PASSAGE PROVIDED |

-*-*-

The story took its inspiration, partly, from the true-life horror of Ed Gein, the notorious 50s serial killer who made bizarre trophies from his victims' skin, their fine soft flesh. He, in turn, was said to have been a reader of pulp magazines such as Unknown Worlds and Marvel Tales, which featured the work of Robert Bloch, who later wrote the novel, Psycho, on which the movie was based.
My favourite part of the film is something only an Englishman could have devised. Marion is driving out of town with the stolen cash, having told her boss she was taking the money to the bank and then going home to bed with a headache. While waiting at a red light, she actually sees her boss with Cassidy: their eyes meet, and she can't help herself giving him a little polite smile of greeting. But he returns it with a puzzled frown, and she looks away, mortified, stricken with embarrassment. It would be out of the question to shout some absurd excuse from the driver's-side window. The moment is superbly played by Janet Leigh: this is an unbearably tense and horribly real scene – different, in many ways, to the remaining rococo fantasy of strangeness and fear.

-*-*-

COMPLETE THE FOLLOWING |
1/ Answer these questions from the passage about Psycho:
(a) Which pulp magazines was Ed Gein said to have read?
(b) Where is Marion waiting when she sees her boss, and who is he with?
(c) Which actress plays the moment the writer praises?
2/ Which people or characters does the passage about Psycho mention by name? List every one.
3/ How would you translate this sentence from the passage about Psycho into Spanish: "It would be out of the question to shout some absurd excuse from the driver's-side window."?

-*-*-

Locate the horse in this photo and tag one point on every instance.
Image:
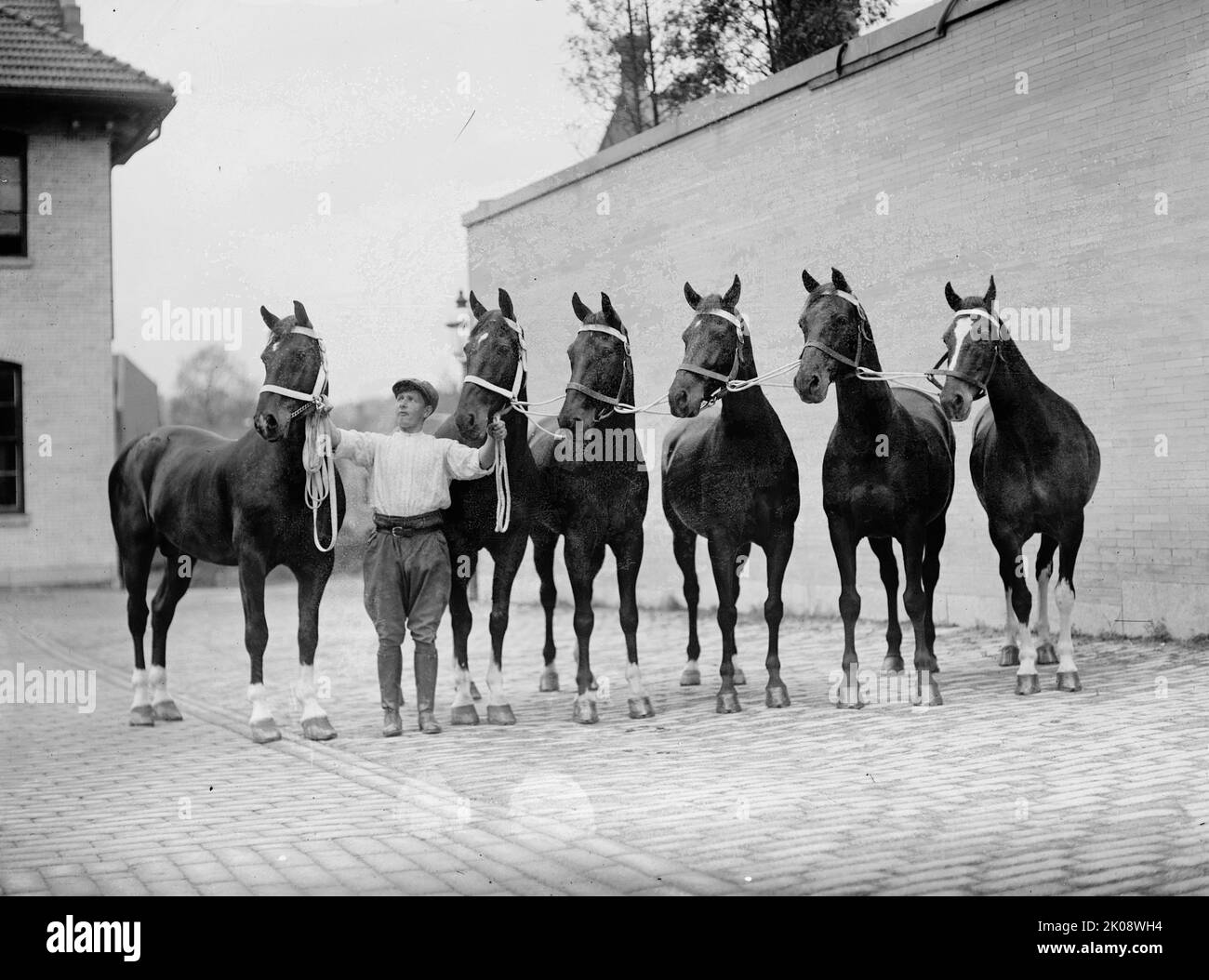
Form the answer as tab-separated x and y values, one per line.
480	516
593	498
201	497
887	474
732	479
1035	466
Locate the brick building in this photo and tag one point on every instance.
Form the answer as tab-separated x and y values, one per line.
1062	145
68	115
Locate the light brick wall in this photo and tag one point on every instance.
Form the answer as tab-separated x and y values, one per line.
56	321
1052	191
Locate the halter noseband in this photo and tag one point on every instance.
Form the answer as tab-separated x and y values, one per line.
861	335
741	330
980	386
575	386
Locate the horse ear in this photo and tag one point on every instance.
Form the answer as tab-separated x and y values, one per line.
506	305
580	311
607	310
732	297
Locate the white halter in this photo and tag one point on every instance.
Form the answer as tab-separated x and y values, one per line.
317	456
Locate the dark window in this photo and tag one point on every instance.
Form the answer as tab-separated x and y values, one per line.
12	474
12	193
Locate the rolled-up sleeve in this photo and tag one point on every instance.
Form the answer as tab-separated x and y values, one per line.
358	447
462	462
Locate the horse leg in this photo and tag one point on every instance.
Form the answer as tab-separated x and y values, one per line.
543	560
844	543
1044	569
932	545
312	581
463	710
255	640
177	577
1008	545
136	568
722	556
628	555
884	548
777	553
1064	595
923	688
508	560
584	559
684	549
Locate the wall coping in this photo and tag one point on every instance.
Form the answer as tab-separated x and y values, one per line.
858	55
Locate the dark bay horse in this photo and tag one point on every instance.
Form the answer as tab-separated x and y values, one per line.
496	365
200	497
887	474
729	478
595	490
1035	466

-*-*-

ANSWERS TO THE EXERCISES |
1/
(a) Unknown Worlds and Marvel Tales.
(b) At a red light, and he is with Cassidy.
(c) Janet Leigh.

2/
- Ed Gein
- Robert Bloch
- Marion
- Cassidy
- Janet Leigh

3/ Sería impensable gritar alguna excusa absurda desde la ventanilla del lado del conductor.